* **本文**:
* * * * * * *
日本三名園は、茨城県・水戸市の「偕楽園」、石川県・金沢市の「兼六園」、岡山県・岡山市の「岡山後楽園」のこと。いずれも江戸時代に各藩の藩主によって築かれた、日本を代表する大名庭園です。今回はそれぞれの歴史や見どころをピックアップ。時を超えて受け継がれてきた造形美や季節の風物詩など、注目ポイントを紹介します。
日本三名園とは?
「偕楽園」、「兼六園」、「岡山後楽園」の3つの総称

日本三名園とは水戸の「偕楽園」、金沢の「兼六園」、岡山の「岡山後楽園」のこと。広大な敷地に池や築山(つきやま)が点在し、歩きながら景色を楽しめる「回遊式庭園」であることが特徴です。
「偕楽園」は水戸徳川藩の徳川斉昭(なりあき)、「兼六園」は歴代の加賀藩主、「岡山後楽園」は備前岡山藩の藩主・池田綱政(つなまさ)が造園したもの。いずれも日本の伝統的な造園技術や美意識、さらに自然との調和が感じられ、国内外から多くの人々が訪れています。
日本三名園はいつ誰が決めた?

一般社団法人日本庭園協会の広報担当者によると、「いつ、誰が日本三名園と呼ぶようになったのかは不明ですが、『明治庭園記』という資料に『日本三公園』という記述があります。大名制度自体がなくなった明治時代初期、大名庭園は存亡の危機に立たされました。そこで1873(明治6)年に大名庭園を公園として保全することになり、これをきっかけに、日本三公園という呼び名を日本三名園と改めるようになったようです」とのことです。
【茨城県・水戸市】偕楽園

広大な梅林が広がる「偕楽園」は、茨城県水戸市を代表する名園です。“藩主が楽しむためだけでなく、領内の民と偕(とも)に楽しむ場”として水戸藩第九代藩主・徳川斉昭(なりあき)によって作られました。
園内には梅林以外にも美しい孟宗竹林(もうそうちくりん)や大杉森(おおすぎもり)など、豊かな自然が広がっています。
ほかにも徳川御三家ならではの風格あふれる建造物もあり、歴史を紐解きながら鑑賞したくなる見どころが満載です。
領民に開かれた「好文亭」


武士の風格が漂う好文亭(こうぶんてい)は、領内の民と偕(とも)に楽しむ場所にしたいという願いから開園されました。この時代には珍しく、家臣や領民を招いて、養老の会や詩歌の会が催されていたと言われています。
3階には東南西の三方面に絶景が広がる楽寿楼(らくじゅろう)もあり、湖や梅林など四季折々の景色を楽しめます。
約100品種3000本が咲き誇る「梅林」

園内には、東西(とうざい)梅林、田鶴鳴(たづなき)梅林、猩々(しょうじょう)梅林、窈窕(ようちょう)梅林と、いくつもの梅林が広がります。
* * * * * * *
* **課題 1**:
日本三名園の本文によると、1873(明治6)年に大名庭園はどうすることになりましたか。
* **課題 2**:
日本三名園の本文から、「広大な梅林が広がる「偕楽園」」から「たくなる見どころが満載です。」までを一字一句変えずに抜き出してください。

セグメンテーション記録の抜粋
* * * * * * *
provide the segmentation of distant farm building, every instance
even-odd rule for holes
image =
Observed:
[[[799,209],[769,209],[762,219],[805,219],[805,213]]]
* * * * * * *
* **完成解答 1**:
大名庭園を公園として保全することになりました。

* **完成解答 2**:
広大な梅林が広がる「偕楽園」は、茨城県水戸市を代表する名園です。“藩主が楽しむためだけでなく、領内の民と偕(とも)に楽しむ場”として水戸藩第九代藩主・徳川斉昭(なりあき)によって作られました。
園内には梅林以外にも美しい孟宗竹林(もうそうちくりん)や大杉森(おおすぎもり)など、豊かな自然が広がっています。
ほかにも徳川御三家ならではの風格あふれる建造物もあり、歴史を紐解きながら鑑賞したくなる見どころが満載です。